Excerpt =
========================
We composed combined tables, separately for central (Table 1) and northern (Table 2) Israel. Each of these combined tables include all of the gauges used by AHL08 for their Figs. 3 and 4 that indicated increasing tends of Ro and the gauges used by GR04 and GR05 for their figures that indicated decreasing trend of Ro.

We paired all possible combinations between these hill and plains gauges, separately for the north and for the center, and retained only the pairs for which at least 30 yr of data from both rain gauges are available. All of the possible pairs, their correlation, Ro, and the slope of Ro are tabulated in Tables 3 and 4 for central and northern Israel, respectively.

We classified the paired rain gauges according to the correlation coefficient

*R*between their annual rainfall into three groups:*R*≥ 0.9, 0.9 >*R*≥ 0.8, and*R*< 0.8.According to Fig. 2 of AHL08 the probabilities for the trends in the orographic enhancement factor Ro were random in central Israel. Recalculating the probabilities with the same data when applying the objective selection criteria of correlation and duration of measurements showed that decreasing slopes of Ro dominate the highly correlated pairs of gauges that recorded data for long periods.

The trends between the hill and lowland rainfalls were calculated for the three correlation classes, separately for north and central Israel. Additional classification was done as a function of distance eastward from the coastline, to account for the decay of the convectiveness of the clouds with distance from the sea inland or for other possible factors that may depend on the distance from the sea. The distributions of the trends from all of the paired gauges are displayed the same way as in AHL08’s Fig. 2.
========================
Given entries =
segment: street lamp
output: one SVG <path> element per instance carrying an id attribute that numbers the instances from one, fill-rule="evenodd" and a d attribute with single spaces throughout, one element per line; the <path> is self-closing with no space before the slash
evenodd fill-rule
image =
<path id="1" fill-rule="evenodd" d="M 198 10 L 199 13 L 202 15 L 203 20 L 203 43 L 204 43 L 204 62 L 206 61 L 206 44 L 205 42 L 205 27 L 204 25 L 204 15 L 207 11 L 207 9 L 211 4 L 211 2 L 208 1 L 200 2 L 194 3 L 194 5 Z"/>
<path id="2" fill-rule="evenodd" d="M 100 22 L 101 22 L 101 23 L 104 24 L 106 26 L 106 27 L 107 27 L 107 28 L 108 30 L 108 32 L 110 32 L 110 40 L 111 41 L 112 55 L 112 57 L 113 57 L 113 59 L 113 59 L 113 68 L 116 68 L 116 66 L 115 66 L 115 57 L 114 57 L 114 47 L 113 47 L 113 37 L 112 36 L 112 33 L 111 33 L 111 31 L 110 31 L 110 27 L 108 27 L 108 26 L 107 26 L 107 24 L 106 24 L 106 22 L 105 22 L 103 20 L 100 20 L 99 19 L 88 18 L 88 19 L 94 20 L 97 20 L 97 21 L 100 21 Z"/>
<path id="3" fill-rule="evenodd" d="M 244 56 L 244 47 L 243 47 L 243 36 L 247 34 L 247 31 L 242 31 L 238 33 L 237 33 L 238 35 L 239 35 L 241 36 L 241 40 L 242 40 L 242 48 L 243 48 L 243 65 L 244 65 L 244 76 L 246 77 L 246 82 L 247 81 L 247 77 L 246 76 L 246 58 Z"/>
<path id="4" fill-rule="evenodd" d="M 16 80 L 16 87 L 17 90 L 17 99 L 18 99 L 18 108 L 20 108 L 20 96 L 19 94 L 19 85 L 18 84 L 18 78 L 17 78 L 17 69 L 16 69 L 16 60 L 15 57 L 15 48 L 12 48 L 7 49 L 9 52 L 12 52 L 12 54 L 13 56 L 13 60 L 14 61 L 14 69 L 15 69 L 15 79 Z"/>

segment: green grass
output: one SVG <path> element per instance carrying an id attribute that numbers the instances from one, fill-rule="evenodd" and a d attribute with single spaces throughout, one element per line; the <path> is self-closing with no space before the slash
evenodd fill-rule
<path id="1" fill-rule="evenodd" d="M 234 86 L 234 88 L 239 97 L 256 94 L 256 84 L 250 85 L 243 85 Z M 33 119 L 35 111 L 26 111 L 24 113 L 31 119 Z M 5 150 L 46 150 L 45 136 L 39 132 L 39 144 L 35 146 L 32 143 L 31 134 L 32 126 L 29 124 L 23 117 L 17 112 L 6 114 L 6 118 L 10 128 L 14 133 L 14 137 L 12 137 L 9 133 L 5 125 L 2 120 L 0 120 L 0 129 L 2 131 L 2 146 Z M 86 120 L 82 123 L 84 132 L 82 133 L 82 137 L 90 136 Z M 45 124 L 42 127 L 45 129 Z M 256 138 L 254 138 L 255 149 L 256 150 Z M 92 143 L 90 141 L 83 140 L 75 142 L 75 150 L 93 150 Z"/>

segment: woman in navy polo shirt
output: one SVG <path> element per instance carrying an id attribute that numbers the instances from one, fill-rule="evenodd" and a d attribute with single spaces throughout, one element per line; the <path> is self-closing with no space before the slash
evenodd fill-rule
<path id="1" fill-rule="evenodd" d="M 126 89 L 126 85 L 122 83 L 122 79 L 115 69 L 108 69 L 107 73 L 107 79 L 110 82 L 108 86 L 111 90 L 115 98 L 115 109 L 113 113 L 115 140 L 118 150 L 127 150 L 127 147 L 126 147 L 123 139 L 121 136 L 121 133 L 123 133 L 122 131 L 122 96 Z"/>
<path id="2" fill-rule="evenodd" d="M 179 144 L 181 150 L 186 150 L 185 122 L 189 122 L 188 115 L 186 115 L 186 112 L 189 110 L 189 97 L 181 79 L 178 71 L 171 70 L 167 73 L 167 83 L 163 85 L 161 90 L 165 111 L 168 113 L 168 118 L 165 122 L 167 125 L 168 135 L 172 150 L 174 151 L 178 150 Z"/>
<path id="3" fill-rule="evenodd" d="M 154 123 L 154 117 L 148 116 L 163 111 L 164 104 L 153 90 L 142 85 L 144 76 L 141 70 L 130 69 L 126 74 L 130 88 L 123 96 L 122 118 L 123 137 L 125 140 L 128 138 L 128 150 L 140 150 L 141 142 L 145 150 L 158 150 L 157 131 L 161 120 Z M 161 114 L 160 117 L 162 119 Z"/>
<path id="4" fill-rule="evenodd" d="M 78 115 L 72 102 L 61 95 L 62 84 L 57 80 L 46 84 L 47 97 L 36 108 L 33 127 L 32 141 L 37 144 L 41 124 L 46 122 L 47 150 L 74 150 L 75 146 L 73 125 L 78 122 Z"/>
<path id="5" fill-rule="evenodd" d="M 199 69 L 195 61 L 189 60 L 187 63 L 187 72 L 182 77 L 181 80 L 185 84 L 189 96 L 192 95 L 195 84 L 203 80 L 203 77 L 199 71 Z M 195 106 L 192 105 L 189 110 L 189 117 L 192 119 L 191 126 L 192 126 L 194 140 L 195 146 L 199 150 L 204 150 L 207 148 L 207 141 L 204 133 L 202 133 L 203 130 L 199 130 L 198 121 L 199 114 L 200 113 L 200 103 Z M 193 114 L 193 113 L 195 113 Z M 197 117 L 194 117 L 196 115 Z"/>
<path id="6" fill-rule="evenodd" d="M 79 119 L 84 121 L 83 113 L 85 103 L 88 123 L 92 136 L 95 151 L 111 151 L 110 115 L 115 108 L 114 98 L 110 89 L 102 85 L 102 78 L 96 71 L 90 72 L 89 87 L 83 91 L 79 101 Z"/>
========================
Tasks to carry out =
**A.** In the excerpt on Israeli rain gauges, how many years of data from both gauges did a pair need to be kept?
**B.** Could you extend the excerpt on Israeli rain gauges with the next part, starting after its final sentence?
The data that comes after the excerpt on Israeli rain gauges is separate material.

Answers to the exercises =
**A.** At least 30 years.

**B.**
## 2. Results for central Israel

### a. Is the probability for trends in Ro over Judea and Samaria random?

Figure 2b of AHL08 suggests a random probability for Ro when all gauges are paired. However, valid pairs of rain gauges require that they will be well correlated and also comeasured for a sufficiently long period. AHL08 did not apply any such test. However, where should we put the threshold for correlation between the pairs of gauges and for the number of years that they cover? To avoid an arbitrary cutoff, a range of these thresholds was applied for the trends of Ro, as shown in Fig. 1.

Figure 1a is composed of 181 pairs of gauges that had at least 20 yr of common measurements. According to Fig. 1a, 94% of the pairs with correlations *R* > 0.90 had negative slopes of the correlation of Ro with time. For 0.9 < *R* ≤ 0.8, 62% of the slopes were negative. For *R* < 0.80, this number falls to 52%, which means practically a random sign for the slopes. To test the impact of observational period, Fig. 1b selects the 107 pairs with at least 30 common years. This reduced the spread of the values of the slopes mainly for 0.9 < *R* ≤ 0.8, and increased to 78% the fraction of negative slopes. The slopes of the pairs with *R* < 0.8 remained random.

In summary, according to Fig. 1 the pairs with the lowest correlation and measuring period replicated the results of AHL08 and showed a random distribution of trend in Ro. However, the pairs with higher correlations and longer periods had smaller scatter of Ro and converged to negative slopes as found by GR04 and GR05.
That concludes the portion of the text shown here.